---- Text

Sale: 277 / XXth Century Classics and Munich School, Dec. 06. 2002 Lot 84

Gabriele Münter - Birkenallee


84
Gabriele Münter
Birkenallee, 1923.
Oil on cardboard
Estimate:
€ 50,000 / $ 53,500
Sold:
€ 78,200 / $ 83,674

(incl. surcharge)

Birkenallee
Öl auf Pappe , 1923
Rechts unten signiert und datiert. Rückseitig bezeichnet und betitelt, mit dem Nachlassstempel und der separat aufgeklebten Nr. L 272 sowie mit dem Stempel "Deutsche Kunstgemeinschaft", zudem mit der hs. Nr. 466. 32,8 x 40,6 cm ( 12,9 x 15,9 in).
Rückseitig eine verworfene zugestrichene Komposition sowie hs. von fremder (?) Hand kopfstehend am Oberrand bezeichnet "Frl. Münter Adalbertstr." (dort wohnte Münter im Winter 1908/09)

Mit einer Foto-Expertise von Franz Resch vom 23.3.1969.
Laut freundlicher Auskunft von Frau Ilse Holzinger, Gabriele Münter und Johannes Eichner Stiftung, München vom 15.10.2002 ist die Arbeit im Archiv aufgeführt (rückseitig auf dem Keilrahmen mit dem Etikett der Stiftung)

PROVENIENZ: Franz Resch, Gauting.
Privatsammlung Professor Nieschlag, Gauting.
Privatsammlung Schweiz.

--------

[Aufgaben]
1 > Schreib aus dem Text über Münters Birkenallee den Teil ab, der mit den Worten "Laut freundlicher Auskunft" beginnt und nach "Privatsammlung Schweiz." endet. Ersetze dabei "Privatsammlung" durch "Privatbesitz".
2 > Wann wohnte Münter laut dem Text über Münters Birkenallee in der Adalbertstraße?
Verwende nur den Text über Münters Birkenallee.

---- Vorliegende Einträge

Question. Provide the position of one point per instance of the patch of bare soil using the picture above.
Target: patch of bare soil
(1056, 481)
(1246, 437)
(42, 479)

--------

[Lösungen]
1 >
Laut freundlicher Auskunft von Frau Ilse Holzinger, Gabriele Münter und Johannes Eichner Stiftung, München vom 15.10.2002 ist die Arbeit im Archiv aufgeführt (rückseitig auf dem Keilrahmen mit dem Etikett der Stiftung)

PROVENIENZ: Franz Resch, Gauting.
Privatbesitz Professor Nieschlag, Gauting.
Privatbesitz Schweiz.

2 > Im Winter 1908/09.